Le relais républicain, entre continuité et arbitrage : la stratégie
Malgré cette absence de passation explicite, la continuité de l’État est garantie par la prolongation temporaire de plusieurs organes de la transition : Parlement, Cour constitutionnelle, CESE et délégations spéciales. Ce maillage institutionnel permet au nouveau pouvoir civil d’assurer la gestion des engagements en cours, sans rupture brutale. Les travaux publics initiés par le CTRI relèvent désormais de la responsabilité directe du gouvernement de Brice Clotaire Oligui Nguema.
Mais cette reprise suppose des arbitrages. Chaque chantier fera l’objet d’une évaluation technique et budgétaire. Certains seront poursuivis, d’autres réorientés, d’autres encore suspendus. L’enjeu n’est pas seulement logistique ou comptable : il est politique. Il s’agit pour le pouvoir civil de reprendre la main, tout en répondant à l’attente d’une population lassée des élans sans lendemain.
Pour faire face à la lourdeur de l’héritage, le gouvernement s’est doté d’une stratégie de financement renouvelée. En mars 2025, des assises nationales ont posé les jalons d’une feuille de route concertée. Plusieurs leviers sont mobilisés : un prêt de 131,1 milliards FCFA a été obtenu auprès d’Afreximbank ; un Eurobond de 370 milliards FCFA serait en préparation ; 432 milliards devraient être levés sur le marché intérieur via des titres du Trésor. Ces ressources doivent permettre de financer prioritairement les projets en cours ou les plus stratégiques.
Le recours aux partenariats public-privé est également renforcé, dans des secteurs à fort impact comme l’énergie, le transport ou l’eau. Un nouveau fonds, le FANEIR, a été mis sur pied pour garantir l’entretien et la pérennisation du réseau routier. L’objectif est double : éviter que les infrastructures naissantes ne se dégradent, et rassurer les partenaires internationaux sur la gouvernance à venir.
Priorités, sélection et transformation
Tous les chantiers ne seront pas repris. Le gouvernement privilégie ceux dont la rentabilité sociale, économique et environnementale est prouvée. En tête de liste figurent le port en eau profonde de Mayumba, la ligne ferroviaire Belinga-Booué-Mayumba, et le barrage de Booué. Ces projets sont perçus comme des leviers structurants de la transformation économique du pays.
Parallèlement, les voiries urbaines doivent être remises à niveau, notamment à Libreville, où plusieurs zones restent en attente de finition. Le gouvernement entend faire de ces chantiers un moteur de création d’emplois, en intégrant des jeunes formés aux métiers du BTP et en renforçant les capacités techniques des PME gabonaises, notamment par des marchés publics ciblés.
Transparence, rigueur et promesse républicaine

Des fondations ont été posées, il reste à bâtir l’avenir. © GabonReview
Le CTRI a souvent été critiqué pour l’opacité de ses procédures et l’absence de communication sur ses financements et engagements. L’actuel pouvoir, selon des sources bien introduites, entend inverser cette tendance. Des audits indépendants vont être systématisés, les marchés publics encadrés par de nouvelles règles de transparence, et une attention particulière portée à la traçabilité des fonds et à la rigueur d’exécution. Cette démarche est perçue comme un préalable indispensable à la reconstruction de la confiance.
Le CTRI a quitté la scène sans bilan ni adieu aux travaux publics. Mais les routes éventrées, les ponts en cours d’assemblage et les truelles en suspens ne disparaissent pas avec un décret. Ils attendent que l’État, dans sa version retrouvée, civile et constitutionnelle, prenne le relais. L’héritage est là, massif et inachevé. Il appartient désormais au gouvernement d’en faire autre chose qu’un souvenir de transition : une œuvre durable, visible et utile. Le peuple gabonais, lui, observe – et attend.

####

Consigne ▸ Selon le texte sur la reprise des chantiers du CTRI, quel est le montant du prêt obtenu auprès d'Afreximbank ?

####

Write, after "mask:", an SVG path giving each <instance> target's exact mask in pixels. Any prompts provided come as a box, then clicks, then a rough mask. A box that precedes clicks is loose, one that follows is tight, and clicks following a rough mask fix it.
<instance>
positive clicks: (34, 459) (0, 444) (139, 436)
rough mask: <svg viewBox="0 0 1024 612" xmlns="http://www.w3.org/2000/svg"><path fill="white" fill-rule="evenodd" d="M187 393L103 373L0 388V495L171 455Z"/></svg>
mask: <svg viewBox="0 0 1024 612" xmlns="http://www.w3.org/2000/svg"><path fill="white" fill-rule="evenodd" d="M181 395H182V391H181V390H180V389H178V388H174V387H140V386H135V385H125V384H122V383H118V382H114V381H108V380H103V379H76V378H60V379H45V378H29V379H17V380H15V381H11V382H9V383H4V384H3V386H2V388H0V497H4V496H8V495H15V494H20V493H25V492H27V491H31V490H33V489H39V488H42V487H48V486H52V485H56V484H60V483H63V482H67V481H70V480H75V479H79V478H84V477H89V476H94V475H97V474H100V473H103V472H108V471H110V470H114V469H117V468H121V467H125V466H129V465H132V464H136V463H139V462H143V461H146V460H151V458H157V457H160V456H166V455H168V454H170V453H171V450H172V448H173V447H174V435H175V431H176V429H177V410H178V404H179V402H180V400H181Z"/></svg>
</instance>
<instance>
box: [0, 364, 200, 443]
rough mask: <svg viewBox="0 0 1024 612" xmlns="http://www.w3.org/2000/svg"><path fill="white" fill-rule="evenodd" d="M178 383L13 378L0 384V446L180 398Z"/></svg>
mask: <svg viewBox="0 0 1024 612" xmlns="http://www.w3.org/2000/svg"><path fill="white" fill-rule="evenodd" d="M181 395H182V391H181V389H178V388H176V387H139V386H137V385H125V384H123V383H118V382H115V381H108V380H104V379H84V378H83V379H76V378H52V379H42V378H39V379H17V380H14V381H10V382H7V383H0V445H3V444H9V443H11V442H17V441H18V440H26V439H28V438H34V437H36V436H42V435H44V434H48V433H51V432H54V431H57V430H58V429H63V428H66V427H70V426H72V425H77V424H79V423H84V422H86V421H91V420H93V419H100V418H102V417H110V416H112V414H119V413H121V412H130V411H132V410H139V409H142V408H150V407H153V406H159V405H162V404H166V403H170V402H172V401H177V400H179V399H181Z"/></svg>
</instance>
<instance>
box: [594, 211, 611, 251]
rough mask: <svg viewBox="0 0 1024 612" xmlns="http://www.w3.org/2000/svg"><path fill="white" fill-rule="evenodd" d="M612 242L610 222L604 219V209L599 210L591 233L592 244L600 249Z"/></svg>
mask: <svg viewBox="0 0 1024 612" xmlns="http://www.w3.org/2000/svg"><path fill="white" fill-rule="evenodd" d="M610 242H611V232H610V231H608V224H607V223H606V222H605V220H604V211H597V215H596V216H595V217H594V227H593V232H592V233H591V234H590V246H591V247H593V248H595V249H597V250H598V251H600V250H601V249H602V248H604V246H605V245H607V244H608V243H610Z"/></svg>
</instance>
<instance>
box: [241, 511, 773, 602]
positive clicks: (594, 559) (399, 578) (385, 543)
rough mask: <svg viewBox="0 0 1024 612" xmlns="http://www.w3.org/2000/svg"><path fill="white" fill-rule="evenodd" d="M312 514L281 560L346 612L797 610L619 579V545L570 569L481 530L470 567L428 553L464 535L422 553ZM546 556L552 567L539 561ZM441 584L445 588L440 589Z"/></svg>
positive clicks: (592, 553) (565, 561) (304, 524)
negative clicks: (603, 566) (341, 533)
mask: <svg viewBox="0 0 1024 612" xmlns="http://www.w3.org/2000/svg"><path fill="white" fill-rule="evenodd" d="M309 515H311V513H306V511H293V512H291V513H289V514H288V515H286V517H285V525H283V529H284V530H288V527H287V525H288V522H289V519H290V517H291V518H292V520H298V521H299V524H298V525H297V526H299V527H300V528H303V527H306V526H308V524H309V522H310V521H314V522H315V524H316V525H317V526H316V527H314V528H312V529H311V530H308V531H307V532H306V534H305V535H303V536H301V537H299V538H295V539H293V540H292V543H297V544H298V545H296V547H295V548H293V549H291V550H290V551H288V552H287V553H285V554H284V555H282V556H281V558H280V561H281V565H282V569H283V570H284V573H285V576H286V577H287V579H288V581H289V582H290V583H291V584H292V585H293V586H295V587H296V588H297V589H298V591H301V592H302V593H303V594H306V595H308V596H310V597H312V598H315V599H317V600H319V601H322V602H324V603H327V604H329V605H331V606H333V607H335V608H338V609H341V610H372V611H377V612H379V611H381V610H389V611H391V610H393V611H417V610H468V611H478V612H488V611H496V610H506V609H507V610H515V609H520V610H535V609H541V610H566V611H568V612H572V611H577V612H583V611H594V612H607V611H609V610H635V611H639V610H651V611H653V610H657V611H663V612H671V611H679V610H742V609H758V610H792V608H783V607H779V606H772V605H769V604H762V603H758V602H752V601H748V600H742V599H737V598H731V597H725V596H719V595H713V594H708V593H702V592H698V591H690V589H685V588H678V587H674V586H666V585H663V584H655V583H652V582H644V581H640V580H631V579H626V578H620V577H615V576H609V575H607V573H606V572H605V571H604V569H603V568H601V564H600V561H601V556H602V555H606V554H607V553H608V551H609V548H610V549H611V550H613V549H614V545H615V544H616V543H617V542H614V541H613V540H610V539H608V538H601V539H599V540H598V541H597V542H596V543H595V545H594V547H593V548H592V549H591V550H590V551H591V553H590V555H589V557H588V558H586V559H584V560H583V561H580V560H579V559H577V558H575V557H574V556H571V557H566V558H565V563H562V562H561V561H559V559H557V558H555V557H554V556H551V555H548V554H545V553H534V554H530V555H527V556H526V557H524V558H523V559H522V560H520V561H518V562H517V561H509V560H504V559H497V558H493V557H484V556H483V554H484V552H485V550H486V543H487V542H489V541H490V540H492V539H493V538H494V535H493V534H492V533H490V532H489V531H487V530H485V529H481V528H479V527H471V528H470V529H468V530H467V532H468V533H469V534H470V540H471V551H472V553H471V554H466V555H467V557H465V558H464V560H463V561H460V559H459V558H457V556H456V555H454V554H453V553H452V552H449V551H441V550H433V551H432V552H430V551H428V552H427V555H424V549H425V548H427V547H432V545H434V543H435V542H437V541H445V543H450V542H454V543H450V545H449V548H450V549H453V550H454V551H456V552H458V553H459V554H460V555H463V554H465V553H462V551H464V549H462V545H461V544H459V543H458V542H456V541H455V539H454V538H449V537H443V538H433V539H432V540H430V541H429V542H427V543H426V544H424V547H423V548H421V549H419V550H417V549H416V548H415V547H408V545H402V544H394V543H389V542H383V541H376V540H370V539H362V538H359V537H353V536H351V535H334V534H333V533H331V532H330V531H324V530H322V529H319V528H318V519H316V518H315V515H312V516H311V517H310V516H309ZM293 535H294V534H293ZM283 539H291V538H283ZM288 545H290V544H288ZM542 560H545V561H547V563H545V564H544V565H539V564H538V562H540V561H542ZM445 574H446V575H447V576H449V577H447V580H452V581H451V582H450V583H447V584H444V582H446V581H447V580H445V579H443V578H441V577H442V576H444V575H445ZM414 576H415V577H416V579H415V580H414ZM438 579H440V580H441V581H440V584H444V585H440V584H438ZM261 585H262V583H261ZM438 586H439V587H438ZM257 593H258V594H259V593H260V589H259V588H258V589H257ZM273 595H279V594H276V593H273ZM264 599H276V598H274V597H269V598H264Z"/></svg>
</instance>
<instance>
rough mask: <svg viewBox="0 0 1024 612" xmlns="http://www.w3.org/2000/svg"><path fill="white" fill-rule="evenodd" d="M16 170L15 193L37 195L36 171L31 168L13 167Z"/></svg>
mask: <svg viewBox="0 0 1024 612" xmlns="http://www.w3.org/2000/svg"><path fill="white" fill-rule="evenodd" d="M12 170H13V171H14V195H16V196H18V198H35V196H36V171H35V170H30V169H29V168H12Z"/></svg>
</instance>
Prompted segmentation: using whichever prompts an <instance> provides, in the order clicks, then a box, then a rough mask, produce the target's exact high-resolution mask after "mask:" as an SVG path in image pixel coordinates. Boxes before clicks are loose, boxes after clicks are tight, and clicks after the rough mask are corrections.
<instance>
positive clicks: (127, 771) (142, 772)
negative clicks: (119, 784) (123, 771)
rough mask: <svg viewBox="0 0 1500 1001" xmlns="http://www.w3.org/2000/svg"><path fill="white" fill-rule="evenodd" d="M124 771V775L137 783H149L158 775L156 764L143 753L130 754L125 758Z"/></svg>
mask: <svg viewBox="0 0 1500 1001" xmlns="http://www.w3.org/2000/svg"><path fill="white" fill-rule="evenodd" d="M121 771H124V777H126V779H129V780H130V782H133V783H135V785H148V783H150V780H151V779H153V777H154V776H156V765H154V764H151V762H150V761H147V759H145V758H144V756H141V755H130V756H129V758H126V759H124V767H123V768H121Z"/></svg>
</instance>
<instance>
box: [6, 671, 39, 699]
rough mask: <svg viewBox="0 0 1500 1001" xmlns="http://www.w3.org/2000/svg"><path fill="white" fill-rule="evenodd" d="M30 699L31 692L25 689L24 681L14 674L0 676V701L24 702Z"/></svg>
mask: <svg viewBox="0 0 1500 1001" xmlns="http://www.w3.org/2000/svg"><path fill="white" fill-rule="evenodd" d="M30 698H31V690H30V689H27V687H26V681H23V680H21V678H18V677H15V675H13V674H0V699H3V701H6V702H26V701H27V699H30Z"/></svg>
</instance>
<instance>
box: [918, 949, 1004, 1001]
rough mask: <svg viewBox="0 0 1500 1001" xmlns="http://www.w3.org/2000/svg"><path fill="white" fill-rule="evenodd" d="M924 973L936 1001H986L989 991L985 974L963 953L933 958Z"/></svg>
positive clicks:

####

Réponse ▸ 131,1 milliards FCFA.